---------- Material shown

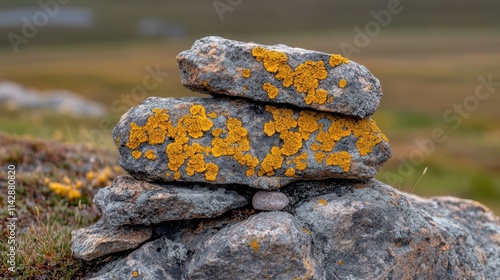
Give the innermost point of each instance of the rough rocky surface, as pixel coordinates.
(268, 245)
(280, 74)
(102, 239)
(131, 202)
(158, 259)
(225, 141)
(372, 231)
(269, 200)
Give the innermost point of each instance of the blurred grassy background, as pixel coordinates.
(428, 58)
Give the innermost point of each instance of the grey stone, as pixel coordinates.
(102, 239)
(158, 259)
(268, 245)
(372, 231)
(269, 200)
(280, 74)
(227, 141)
(131, 202)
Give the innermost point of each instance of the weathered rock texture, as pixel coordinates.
(223, 141)
(131, 202)
(280, 74)
(102, 239)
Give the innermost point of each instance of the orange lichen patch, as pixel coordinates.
(306, 230)
(246, 73)
(337, 59)
(305, 78)
(234, 145)
(342, 159)
(271, 90)
(136, 154)
(150, 154)
(319, 156)
(272, 162)
(342, 83)
(301, 161)
(255, 245)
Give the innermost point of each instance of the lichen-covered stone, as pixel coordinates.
(132, 202)
(101, 239)
(269, 200)
(158, 259)
(372, 231)
(280, 74)
(269, 245)
(226, 141)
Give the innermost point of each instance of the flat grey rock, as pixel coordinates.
(101, 239)
(227, 141)
(269, 200)
(373, 231)
(269, 245)
(280, 74)
(158, 259)
(131, 202)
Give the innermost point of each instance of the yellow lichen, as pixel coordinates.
(305, 78)
(337, 59)
(254, 244)
(290, 172)
(271, 90)
(136, 154)
(342, 83)
(342, 159)
(150, 154)
(245, 73)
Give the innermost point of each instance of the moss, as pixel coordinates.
(337, 59)
(342, 159)
(245, 73)
(150, 154)
(342, 83)
(271, 90)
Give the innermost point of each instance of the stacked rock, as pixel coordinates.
(289, 130)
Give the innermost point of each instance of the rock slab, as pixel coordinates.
(101, 239)
(225, 141)
(132, 202)
(280, 74)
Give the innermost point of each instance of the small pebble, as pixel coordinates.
(269, 200)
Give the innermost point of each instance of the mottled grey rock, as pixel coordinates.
(158, 259)
(280, 74)
(132, 202)
(225, 141)
(269, 200)
(269, 245)
(373, 231)
(102, 239)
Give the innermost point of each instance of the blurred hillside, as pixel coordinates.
(429, 57)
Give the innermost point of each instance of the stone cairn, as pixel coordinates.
(272, 178)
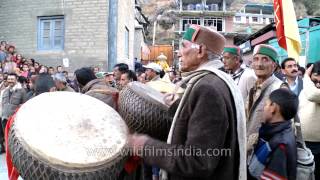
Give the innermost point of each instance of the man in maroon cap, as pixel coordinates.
(243, 77)
(207, 118)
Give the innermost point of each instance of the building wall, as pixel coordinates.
(85, 30)
(126, 16)
(228, 24)
(137, 43)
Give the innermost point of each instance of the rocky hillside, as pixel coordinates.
(161, 10)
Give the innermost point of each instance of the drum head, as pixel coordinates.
(70, 130)
(148, 93)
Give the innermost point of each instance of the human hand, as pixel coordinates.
(136, 142)
(170, 98)
(309, 70)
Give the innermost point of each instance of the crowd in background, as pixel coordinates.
(269, 108)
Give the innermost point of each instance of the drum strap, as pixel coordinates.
(190, 85)
(191, 79)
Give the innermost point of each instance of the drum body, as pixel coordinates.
(144, 110)
(65, 135)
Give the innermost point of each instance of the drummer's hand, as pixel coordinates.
(170, 98)
(136, 143)
(309, 70)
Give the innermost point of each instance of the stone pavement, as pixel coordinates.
(3, 167)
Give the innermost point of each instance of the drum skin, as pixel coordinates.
(144, 111)
(31, 165)
(31, 168)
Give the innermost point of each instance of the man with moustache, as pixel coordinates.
(209, 115)
(290, 71)
(265, 59)
(243, 77)
(13, 96)
(309, 112)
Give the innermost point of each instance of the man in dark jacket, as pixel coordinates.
(97, 88)
(206, 119)
(13, 96)
(289, 69)
(275, 155)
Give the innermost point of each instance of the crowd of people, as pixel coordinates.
(224, 104)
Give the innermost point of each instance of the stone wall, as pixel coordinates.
(125, 20)
(85, 30)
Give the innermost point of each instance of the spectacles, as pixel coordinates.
(291, 66)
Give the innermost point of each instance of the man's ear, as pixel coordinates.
(202, 51)
(274, 108)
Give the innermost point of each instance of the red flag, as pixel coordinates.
(278, 12)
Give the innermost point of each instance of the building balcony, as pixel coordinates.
(202, 5)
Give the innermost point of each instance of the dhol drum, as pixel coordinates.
(144, 110)
(65, 135)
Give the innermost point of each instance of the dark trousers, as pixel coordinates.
(3, 124)
(2, 128)
(317, 169)
(315, 149)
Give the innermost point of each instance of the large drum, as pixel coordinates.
(144, 110)
(65, 135)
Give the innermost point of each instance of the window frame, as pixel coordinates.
(215, 21)
(52, 36)
(126, 42)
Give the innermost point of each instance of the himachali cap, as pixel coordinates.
(201, 35)
(266, 50)
(235, 50)
(154, 66)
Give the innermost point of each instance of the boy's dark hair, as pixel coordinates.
(316, 68)
(131, 75)
(43, 83)
(122, 67)
(283, 64)
(13, 74)
(287, 101)
(84, 75)
(22, 79)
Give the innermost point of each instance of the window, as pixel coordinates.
(126, 43)
(254, 19)
(237, 18)
(271, 20)
(187, 22)
(51, 33)
(215, 23)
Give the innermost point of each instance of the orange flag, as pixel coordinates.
(287, 27)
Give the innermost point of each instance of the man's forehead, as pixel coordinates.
(291, 62)
(261, 56)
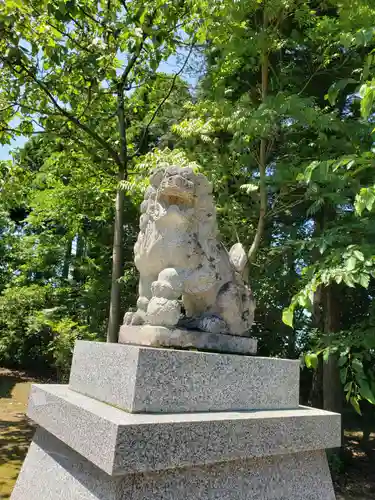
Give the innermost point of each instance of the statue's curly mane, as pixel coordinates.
(180, 258)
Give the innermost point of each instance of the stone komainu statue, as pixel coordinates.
(187, 277)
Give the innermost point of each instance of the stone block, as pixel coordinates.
(53, 471)
(119, 443)
(160, 336)
(142, 379)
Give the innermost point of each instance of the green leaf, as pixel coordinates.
(336, 87)
(288, 317)
(311, 360)
(342, 360)
(365, 391)
(351, 263)
(364, 280)
(359, 255)
(357, 365)
(348, 386)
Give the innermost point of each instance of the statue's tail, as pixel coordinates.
(239, 260)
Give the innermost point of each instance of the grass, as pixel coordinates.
(15, 430)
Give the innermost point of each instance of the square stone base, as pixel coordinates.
(53, 471)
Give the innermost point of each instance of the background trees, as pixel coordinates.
(280, 120)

--------------------

Exercise aim: Can you repeat the rows above word for word, from the line with "Give the innermost point of each instance of the square" through the final row, including both ends?

Written solution:
Give the innermost point of each instance of the square stone base, as pixel coordinates.
(53, 471)
Give the innermost point of each instance of the background trees, as pixel coordinates.
(280, 120)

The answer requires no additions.